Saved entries
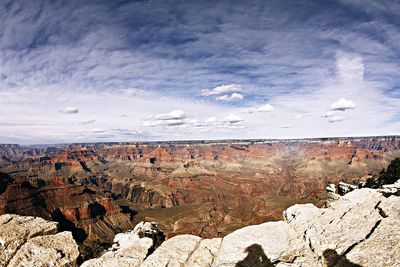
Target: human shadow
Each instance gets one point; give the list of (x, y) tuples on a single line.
[(334, 259), (255, 258)]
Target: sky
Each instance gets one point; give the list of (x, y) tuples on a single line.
[(101, 71)]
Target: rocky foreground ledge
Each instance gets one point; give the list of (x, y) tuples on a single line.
[(361, 228)]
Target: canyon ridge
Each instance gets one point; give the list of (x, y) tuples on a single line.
[(204, 188)]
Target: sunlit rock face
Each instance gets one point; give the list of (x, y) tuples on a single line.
[(32, 241), (203, 188), (360, 228)]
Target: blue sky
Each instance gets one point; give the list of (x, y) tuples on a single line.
[(93, 71)]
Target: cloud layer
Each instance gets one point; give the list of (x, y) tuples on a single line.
[(149, 70)]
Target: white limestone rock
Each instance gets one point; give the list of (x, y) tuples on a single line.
[(260, 244), (49, 250), (131, 248), (204, 255), (16, 230)]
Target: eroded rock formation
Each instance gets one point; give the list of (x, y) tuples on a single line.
[(205, 188), (361, 228), (33, 241)]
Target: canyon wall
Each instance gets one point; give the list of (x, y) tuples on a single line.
[(206, 188)]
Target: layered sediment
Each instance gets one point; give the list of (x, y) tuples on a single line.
[(205, 188), (361, 228)]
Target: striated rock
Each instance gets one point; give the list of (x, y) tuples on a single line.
[(276, 240), (32, 241), (51, 250), (345, 188), (16, 230), (173, 252), (131, 248), (361, 228), (205, 253)]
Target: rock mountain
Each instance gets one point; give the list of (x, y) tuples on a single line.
[(361, 228)]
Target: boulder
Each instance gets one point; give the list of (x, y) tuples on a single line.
[(33, 241), (131, 248), (16, 230), (49, 250)]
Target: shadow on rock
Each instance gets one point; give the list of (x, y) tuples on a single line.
[(334, 259), (255, 258)]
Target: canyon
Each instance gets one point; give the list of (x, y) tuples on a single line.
[(204, 188)]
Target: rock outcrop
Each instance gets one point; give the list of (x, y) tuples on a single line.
[(361, 228), (131, 248), (204, 188), (33, 241)]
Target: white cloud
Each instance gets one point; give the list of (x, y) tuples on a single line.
[(87, 122), (173, 115), (343, 104), (298, 116), (232, 97), (329, 114), (263, 108), (211, 120), (233, 119), (221, 89), (336, 118), (70, 110)]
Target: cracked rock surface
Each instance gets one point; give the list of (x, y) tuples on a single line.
[(33, 241), (361, 228)]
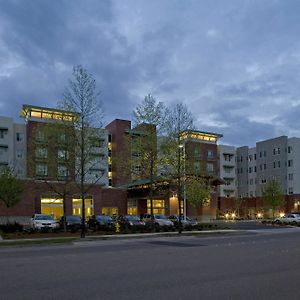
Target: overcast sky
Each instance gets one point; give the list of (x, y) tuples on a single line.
[(235, 63)]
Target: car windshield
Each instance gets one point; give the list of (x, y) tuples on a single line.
[(44, 217), (73, 218), (104, 218), (160, 217), (132, 218)]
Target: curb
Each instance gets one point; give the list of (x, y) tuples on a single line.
[(17, 242)]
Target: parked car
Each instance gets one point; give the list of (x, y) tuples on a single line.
[(43, 222), (161, 222), (73, 223), (175, 220), (187, 223), (131, 223), (293, 219), (101, 222)]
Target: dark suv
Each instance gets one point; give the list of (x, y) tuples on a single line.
[(132, 223), (161, 222), (73, 223), (101, 222), (186, 223)]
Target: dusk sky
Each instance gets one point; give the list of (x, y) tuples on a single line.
[(235, 63)]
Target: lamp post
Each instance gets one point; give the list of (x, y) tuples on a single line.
[(179, 179), (181, 156)]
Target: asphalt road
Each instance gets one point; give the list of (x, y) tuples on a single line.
[(260, 264)]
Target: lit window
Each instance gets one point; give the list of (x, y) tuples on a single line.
[(19, 153), (41, 170), (41, 152), (209, 167), (19, 137)]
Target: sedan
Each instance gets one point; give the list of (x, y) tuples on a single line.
[(132, 223), (101, 222), (73, 223), (293, 219)]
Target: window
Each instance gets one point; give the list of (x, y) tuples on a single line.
[(41, 152), (3, 132), (19, 137), (40, 136), (210, 154), (276, 151), (62, 138), (62, 171), (209, 167), (3, 149), (19, 153), (197, 166), (62, 154), (41, 170)]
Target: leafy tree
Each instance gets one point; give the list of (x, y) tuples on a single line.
[(81, 98), (59, 154), (149, 119), (178, 120), (273, 195), (11, 188), (198, 191)]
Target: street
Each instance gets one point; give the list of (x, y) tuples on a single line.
[(258, 264)]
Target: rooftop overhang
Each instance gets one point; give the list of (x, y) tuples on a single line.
[(30, 112)]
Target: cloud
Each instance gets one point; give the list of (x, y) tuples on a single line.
[(236, 66)]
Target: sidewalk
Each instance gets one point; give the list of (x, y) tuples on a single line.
[(51, 240)]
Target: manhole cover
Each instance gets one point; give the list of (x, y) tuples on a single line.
[(174, 244)]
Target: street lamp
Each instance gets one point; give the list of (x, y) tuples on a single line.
[(181, 147)]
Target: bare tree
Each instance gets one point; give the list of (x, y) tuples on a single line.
[(178, 120), (81, 97), (149, 119), (11, 188)]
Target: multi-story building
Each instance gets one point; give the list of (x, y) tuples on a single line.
[(276, 158), (227, 171), (47, 162), (116, 189), (13, 146)]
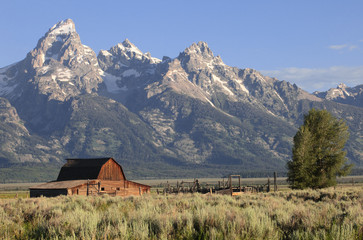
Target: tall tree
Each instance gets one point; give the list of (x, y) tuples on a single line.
[(318, 155)]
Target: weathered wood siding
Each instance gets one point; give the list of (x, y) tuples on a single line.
[(111, 171), (47, 192), (114, 188)]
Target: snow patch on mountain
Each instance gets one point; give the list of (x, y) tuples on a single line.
[(63, 28), (131, 72), (110, 82)]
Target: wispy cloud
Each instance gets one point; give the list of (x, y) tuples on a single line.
[(319, 79), (343, 47)]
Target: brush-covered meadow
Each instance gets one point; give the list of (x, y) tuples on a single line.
[(308, 214)]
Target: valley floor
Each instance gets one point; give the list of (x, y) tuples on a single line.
[(322, 214)]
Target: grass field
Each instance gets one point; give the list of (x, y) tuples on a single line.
[(322, 214)]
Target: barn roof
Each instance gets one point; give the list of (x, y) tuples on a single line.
[(83, 168)]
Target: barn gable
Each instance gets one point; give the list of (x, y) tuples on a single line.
[(94, 168)]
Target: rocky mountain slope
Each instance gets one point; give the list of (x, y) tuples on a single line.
[(343, 94), (186, 116)]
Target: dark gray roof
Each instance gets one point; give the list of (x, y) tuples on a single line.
[(82, 168)]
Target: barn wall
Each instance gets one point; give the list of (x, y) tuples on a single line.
[(47, 192), (113, 188), (111, 171)]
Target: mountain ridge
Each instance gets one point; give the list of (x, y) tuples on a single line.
[(180, 116)]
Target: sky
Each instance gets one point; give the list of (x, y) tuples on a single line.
[(315, 44)]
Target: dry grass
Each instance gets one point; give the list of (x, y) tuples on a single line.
[(323, 214)]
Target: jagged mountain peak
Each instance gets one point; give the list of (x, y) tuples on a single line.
[(200, 48), (126, 45), (64, 27), (342, 86), (60, 66)]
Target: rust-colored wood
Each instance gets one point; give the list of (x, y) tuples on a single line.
[(111, 170)]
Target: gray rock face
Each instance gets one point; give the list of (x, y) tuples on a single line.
[(59, 67), (344, 94), (192, 110)]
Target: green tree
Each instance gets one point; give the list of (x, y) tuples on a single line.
[(318, 155)]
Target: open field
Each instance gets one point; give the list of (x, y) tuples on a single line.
[(323, 214)]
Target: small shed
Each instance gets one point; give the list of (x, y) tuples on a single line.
[(95, 176)]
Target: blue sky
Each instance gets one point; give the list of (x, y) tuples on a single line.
[(315, 44)]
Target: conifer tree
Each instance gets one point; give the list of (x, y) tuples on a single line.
[(318, 155)]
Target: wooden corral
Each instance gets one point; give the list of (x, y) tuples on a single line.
[(90, 177)]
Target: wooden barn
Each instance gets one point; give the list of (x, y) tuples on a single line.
[(87, 177)]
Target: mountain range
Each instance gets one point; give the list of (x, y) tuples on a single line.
[(188, 116)]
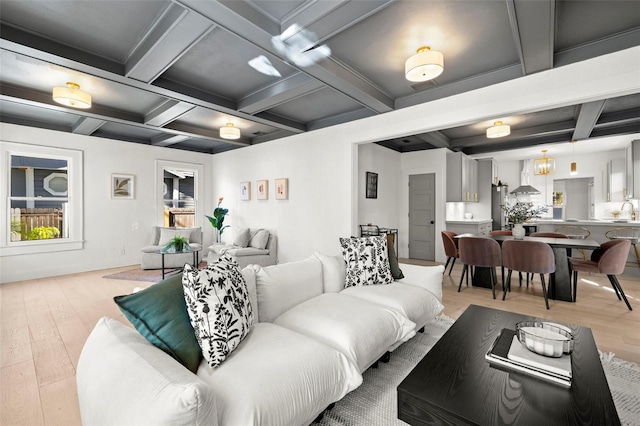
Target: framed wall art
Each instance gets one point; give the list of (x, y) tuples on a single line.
[(122, 186), (245, 191), (372, 185), (282, 189), (263, 189)]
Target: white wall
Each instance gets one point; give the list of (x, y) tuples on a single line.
[(110, 226)]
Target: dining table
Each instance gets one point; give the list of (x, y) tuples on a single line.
[(560, 287)]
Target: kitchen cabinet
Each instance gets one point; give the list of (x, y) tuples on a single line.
[(475, 227), (615, 181), (462, 178)]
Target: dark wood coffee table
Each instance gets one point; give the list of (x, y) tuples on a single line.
[(454, 384)]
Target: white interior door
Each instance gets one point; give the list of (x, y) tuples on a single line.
[(422, 216)]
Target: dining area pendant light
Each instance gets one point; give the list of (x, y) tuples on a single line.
[(229, 132), (425, 65), (574, 165), (498, 130), (72, 96), (545, 165)]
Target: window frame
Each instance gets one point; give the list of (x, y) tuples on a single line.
[(74, 196)]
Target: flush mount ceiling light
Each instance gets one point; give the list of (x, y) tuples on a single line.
[(425, 65), (498, 130), (72, 96), (229, 132), (574, 165), (544, 165)]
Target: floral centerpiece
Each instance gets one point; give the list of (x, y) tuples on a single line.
[(217, 220), (521, 212)]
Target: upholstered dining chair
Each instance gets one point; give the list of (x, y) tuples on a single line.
[(450, 248), (530, 257), (609, 259), (480, 252)]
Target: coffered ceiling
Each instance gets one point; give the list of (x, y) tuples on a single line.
[(171, 73)]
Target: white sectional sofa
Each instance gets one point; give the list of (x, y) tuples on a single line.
[(310, 342)]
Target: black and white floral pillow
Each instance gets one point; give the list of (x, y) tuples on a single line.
[(219, 307), (367, 261)]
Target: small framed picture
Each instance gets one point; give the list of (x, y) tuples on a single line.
[(282, 189), (372, 185), (122, 186), (245, 191), (263, 189)]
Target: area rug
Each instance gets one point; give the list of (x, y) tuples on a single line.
[(374, 402), (137, 274)]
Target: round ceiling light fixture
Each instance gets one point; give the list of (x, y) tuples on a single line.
[(425, 65), (498, 130), (229, 132), (72, 96)]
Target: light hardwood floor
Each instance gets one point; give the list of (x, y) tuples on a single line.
[(44, 324)]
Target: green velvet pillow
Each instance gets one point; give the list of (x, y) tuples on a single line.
[(396, 272), (160, 314)]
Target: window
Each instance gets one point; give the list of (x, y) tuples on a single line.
[(42, 204), (179, 194)]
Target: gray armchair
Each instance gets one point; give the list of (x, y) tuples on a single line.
[(153, 260)]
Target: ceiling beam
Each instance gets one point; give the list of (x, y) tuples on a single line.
[(328, 71), (284, 90), (533, 30), (526, 134), (87, 125), (170, 110), (170, 37), (587, 117)]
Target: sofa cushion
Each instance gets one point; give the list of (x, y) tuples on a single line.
[(167, 234), (159, 313), (259, 239), (357, 328), (242, 238), (219, 308), (396, 272), (367, 260), (334, 272), (281, 287)]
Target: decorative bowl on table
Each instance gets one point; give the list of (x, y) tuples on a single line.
[(545, 338)]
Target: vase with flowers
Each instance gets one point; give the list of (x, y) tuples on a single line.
[(217, 220), (519, 213)]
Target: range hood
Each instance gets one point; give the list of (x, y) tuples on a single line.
[(524, 187)]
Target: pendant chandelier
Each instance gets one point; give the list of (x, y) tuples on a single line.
[(545, 165)]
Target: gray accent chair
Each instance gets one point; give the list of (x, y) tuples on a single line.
[(152, 260)]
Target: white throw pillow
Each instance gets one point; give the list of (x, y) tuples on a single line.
[(334, 272), (242, 238), (219, 308), (281, 287), (167, 235), (367, 261), (259, 239)]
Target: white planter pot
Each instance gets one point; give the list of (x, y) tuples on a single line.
[(518, 231)]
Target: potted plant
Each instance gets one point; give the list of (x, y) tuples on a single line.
[(177, 244), (217, 220), (519, 213)]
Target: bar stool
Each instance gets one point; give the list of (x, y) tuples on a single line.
[(528, 256), (631, 234), (575, 233), (610, 259), (480, 252), (450, 248)]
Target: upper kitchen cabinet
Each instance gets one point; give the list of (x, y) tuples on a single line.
[(632, 170), (462, 178)]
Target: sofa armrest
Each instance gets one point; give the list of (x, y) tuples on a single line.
[(427, 277), (124, 379)]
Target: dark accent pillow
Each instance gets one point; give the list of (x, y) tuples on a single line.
[(159, 313), (396, 272)]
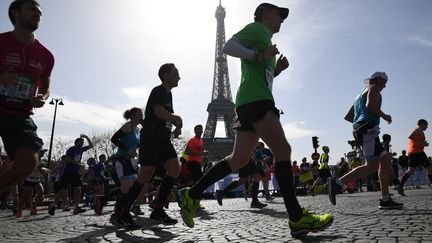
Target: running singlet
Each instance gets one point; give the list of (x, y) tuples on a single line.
[(416, 148), (130, 140), (196, 145), (324, 161), (361, 112), (152, 125), (75, 154), (31, 63), (256, 77), (98, 170)]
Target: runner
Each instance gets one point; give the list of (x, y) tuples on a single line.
[(72, 172), (127, 140), (156, 147), (257, 117), (195, 152), (323, 170), (416, 154), (25, 70), (365, 116)]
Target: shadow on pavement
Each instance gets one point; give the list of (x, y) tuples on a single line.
[(267, 211), (319, 238), (153, 233)]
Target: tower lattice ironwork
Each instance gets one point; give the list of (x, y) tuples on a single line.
[(221, 106)]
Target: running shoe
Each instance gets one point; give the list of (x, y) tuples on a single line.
[(65, 207), (98, 211), (115, 220), (401, 191), (33, 211), (189, 206), (390, 204), (126, 220), (51, 209), (257, 204), (219, 197), (309, 222), (269, 198), (18, 213), (78, 210), (161, 215), (136, 209), (333, 189)]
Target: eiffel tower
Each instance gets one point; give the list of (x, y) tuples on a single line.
[(221, 107)]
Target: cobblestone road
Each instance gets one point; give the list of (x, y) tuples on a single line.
[(357, 218)]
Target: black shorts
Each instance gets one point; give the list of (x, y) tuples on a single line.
[(73, 179), (30, 184), (324, 173), (124, 167), (252, 112), (250, 169), (158, 175), (418, 159), (18, 132), (155, 150)]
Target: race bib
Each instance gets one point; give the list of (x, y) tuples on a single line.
[(269, 78), (23, 91)]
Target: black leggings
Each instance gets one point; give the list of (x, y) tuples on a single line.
[(195, 169)]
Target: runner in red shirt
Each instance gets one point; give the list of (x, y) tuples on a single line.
[(195, 151), (25, 70)]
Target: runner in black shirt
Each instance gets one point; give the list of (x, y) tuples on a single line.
[(156, 148)]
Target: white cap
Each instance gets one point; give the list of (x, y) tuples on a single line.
[(382, 75)]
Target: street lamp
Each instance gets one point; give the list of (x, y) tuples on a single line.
[(54, 101)]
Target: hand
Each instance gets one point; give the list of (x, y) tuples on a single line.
[(281, 64), (177, 132), (132, 153), (38, 101), (8, 79), (387, 118), (205, 153), (177, 121), (269, 52)]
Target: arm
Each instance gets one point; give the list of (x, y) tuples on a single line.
[(189, 151), (234, 48), (414, 136), (115, 139), (88, 141), (350, 115), (43, 93), (163, 114), (373, 97)]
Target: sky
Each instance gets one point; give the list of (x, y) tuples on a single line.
[(108, 52)]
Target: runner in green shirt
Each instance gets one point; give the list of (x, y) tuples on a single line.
[(257, 117)]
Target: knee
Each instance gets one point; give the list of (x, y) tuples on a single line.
[(25, 165), (173, 170)]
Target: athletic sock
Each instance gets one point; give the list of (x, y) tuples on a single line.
[(164, 191), (285, 180), (133, 193), (233, 185), (404, 179), (217, 172)]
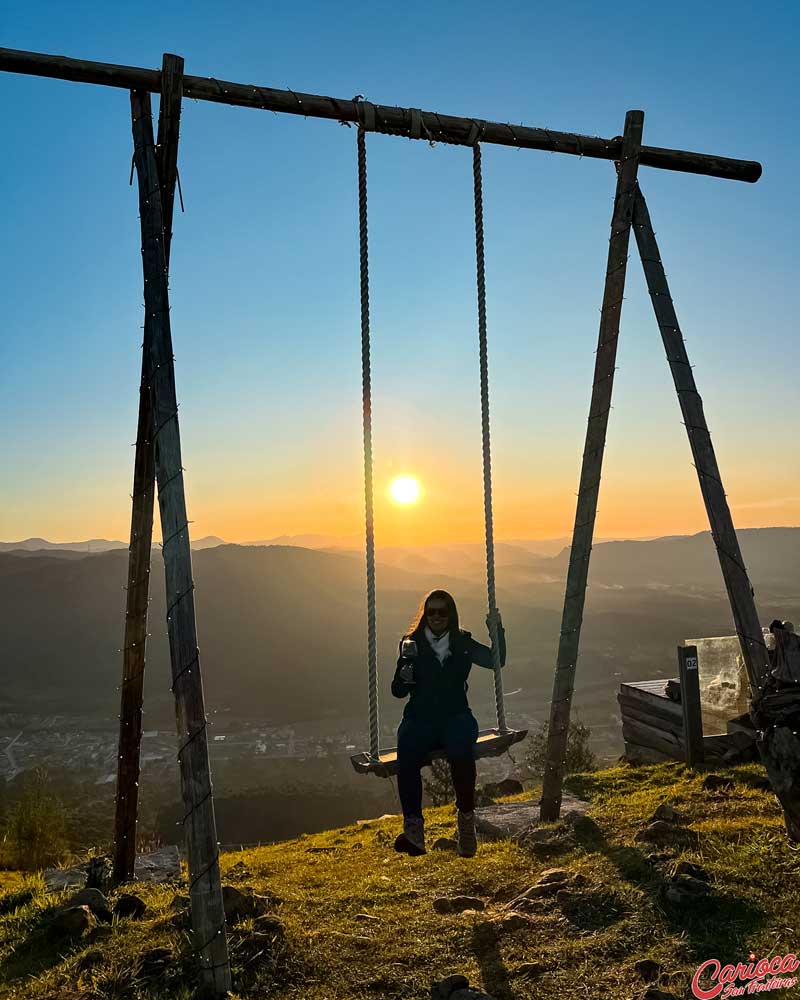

*Task description*.
Copy out each line of the data above, exactly, if it lies between the line holding "Target: dining area pendant light" and the line holding "Target: upholstered dining chair", inclusive; copy no other line.

*Final answer*.
Target: dining area pendant light
Each instance gets one point; give the list of (x, y) tuples on a single line.
[(229, 132), (425, 65), (574, 165), (498, 130), (72, 96), (545, 165)]
Target: window frame
Each instance gets one point; give the list of (x, y) tuples on a single line.
[(74, 196)]
Target: flush mount ceiling light
Each instance gets one point; give the list of (x, y) tuples on a single line.
[(425, 65), (498, 130), (72, 96), (229, 132), (574, 165), (544, 165)]
Target: floral centerpiece
Each instance gets one point; give the list of (x, y) tuples on a single line.
[(217, 220), (521, 212)]
Target: upholstered dining chair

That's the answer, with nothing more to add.